OBJECTIVE: Rewrite the rows below from the one containing "the man's fingers?" through the one containing "on the ceiling", adding 75 to every x and y coordinate in the answer points and leaving everything else unchanged.

Dataset entries:
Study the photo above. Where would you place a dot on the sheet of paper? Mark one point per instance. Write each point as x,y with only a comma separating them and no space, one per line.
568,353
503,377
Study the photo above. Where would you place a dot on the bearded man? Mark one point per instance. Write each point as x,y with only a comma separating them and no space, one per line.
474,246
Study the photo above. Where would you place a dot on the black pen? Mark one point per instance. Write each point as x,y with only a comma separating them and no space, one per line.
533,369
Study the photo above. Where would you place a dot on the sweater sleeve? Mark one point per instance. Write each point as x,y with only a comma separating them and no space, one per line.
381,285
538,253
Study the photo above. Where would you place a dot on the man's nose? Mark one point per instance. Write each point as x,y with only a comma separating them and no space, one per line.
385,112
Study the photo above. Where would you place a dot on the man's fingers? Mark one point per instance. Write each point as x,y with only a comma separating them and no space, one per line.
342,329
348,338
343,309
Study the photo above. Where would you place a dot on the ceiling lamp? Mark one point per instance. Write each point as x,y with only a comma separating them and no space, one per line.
...
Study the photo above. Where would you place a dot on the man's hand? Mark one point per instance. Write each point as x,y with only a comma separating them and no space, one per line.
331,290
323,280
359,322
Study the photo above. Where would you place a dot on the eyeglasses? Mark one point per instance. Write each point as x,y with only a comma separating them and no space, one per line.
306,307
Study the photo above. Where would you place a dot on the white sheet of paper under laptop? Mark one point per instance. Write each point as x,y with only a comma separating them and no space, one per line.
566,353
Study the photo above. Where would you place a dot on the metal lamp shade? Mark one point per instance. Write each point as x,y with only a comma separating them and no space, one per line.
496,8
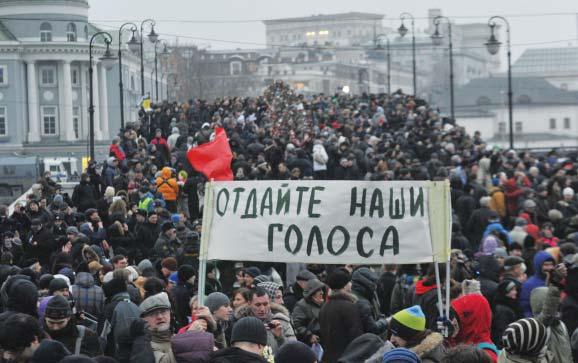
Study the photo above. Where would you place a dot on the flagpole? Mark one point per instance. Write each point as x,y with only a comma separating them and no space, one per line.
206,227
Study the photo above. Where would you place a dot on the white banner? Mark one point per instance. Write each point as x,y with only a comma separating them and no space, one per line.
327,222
---
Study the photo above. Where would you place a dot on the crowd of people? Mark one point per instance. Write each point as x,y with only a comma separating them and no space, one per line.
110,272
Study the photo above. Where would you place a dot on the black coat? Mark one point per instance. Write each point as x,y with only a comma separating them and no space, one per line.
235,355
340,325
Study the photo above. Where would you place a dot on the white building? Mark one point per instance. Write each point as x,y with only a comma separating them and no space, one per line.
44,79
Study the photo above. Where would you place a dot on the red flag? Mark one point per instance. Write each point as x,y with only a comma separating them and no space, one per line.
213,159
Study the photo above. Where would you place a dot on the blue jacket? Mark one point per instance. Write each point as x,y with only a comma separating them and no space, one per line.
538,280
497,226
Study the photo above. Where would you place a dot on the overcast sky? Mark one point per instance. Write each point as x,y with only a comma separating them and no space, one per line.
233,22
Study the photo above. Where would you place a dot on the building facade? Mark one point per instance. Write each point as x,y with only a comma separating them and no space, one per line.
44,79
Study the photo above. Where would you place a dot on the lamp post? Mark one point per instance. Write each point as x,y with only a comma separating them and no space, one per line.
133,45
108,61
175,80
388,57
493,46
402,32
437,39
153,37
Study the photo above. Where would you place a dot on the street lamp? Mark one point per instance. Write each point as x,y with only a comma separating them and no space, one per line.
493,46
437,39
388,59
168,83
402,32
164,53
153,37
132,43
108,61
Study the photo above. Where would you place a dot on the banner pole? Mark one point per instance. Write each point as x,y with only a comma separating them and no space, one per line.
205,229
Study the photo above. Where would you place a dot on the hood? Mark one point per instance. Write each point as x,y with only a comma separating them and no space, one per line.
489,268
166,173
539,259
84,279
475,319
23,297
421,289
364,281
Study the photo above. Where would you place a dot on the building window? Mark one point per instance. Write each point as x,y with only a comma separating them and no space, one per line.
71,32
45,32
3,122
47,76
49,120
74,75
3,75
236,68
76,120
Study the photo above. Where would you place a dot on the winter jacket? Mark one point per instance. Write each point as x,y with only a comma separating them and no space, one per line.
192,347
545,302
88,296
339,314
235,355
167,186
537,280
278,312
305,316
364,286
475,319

EXPECTED OUTPUT:
Study the photo above. Where would you place a dot on the man's fingers? Mark one point per instance. Write each point as x,y with only a comma separating them and no space, one per line.
417,404
423,413
418,384
Study the photo above. Where would you place a dot on the ceiling lamp? Mark one point per instance. Write each point as x,y with only a comma separating them and no space, one per line.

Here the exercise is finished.